Required action
Could you please return each line of the data that has the word "help"?

--- Supplied records Enclosed Below ---

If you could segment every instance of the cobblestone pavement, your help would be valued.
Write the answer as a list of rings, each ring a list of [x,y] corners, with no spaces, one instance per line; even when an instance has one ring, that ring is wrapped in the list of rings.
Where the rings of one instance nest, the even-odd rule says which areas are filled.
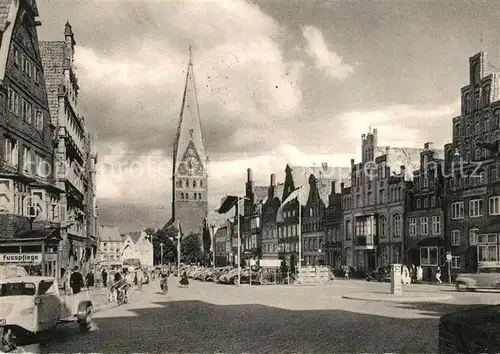
[[[457,293],[447,286],[406,285],[449,292],[443,303],[377,303],[343,294],[388,291],[387,283],[336,280],[327,286],[217,285],[192,281],[167,295],[158,283],[131,303],[95,315],[90,333],[58,327],[42,352],[437,352],[442,314],[500,302],[498,292]]]

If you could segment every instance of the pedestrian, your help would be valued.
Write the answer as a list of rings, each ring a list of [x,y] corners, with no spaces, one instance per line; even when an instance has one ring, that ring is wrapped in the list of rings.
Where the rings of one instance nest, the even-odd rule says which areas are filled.
[[[441,281],[441,268],[440,267],[437,267],[437,269],[436,269],[436,281],[438,284],[442,283],[442,281]]]
[[[73,294],[78,294],[84,286],[85,283],[83,282],[82,273],[78,271],[78,266],[75,266],[75,268],[73,268],[73,273],[71,273],[69,277],[69,287],[73,291]]]
[[[182,273],[180,283],[181,283],[181,287],[184,287],[184,286],[189,287],[189,280],[188,280],[188,276],[187,276],[186,272]]]
[[[87,289],[94,287],[94,271],[92,269],[90,269],[90,271],[87,273],[85,280],[87,283]]]
[[[106,271],[106,268],[102,268],[102,286],[105,287],[108,284],[108,272]]]
[[[142,291],[142,283],[144,282],[144,271],[139,268],[135,272],[135,277],[137,279],[137,290]]]
[[[69,292],[69,271],[65,268],[61,270],[61,286],[63,288],[64,294]]]
[[[344,267],[344,277],[346,279],[349,279],[349,267],[348,266]]]
[[[422,266],[417,267],[417,283],[421,283],[424,279],[424,270]]]

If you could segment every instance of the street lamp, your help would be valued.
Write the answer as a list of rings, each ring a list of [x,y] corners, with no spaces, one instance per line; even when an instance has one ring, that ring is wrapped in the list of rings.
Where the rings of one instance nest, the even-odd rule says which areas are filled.
[[[165,244],[162,242],[160,243],[160,265],[163,266],[163,246]]]
[[[216,242],[215,242],[215,225],[212,224],[210,225],[210,230],[212,231],[212,257],[213,257],[213,261],[212,261],[212,267],[213,269],[215,270],[215,260],[216,260]]]

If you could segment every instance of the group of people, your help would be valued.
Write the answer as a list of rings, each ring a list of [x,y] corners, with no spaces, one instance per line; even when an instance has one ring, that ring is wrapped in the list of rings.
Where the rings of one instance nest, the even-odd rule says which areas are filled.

--- End of Enclosed Supplied records ---

Finished exercise
If you could segment every instance of the cobblestone pavement, your help would be valued.
If you could segment every instance of the pedestrian, your help would be valued.
If you could segment every instance of the street lamp, your help would be valued.
If you could segment every instance of the group of people, your help would be valued.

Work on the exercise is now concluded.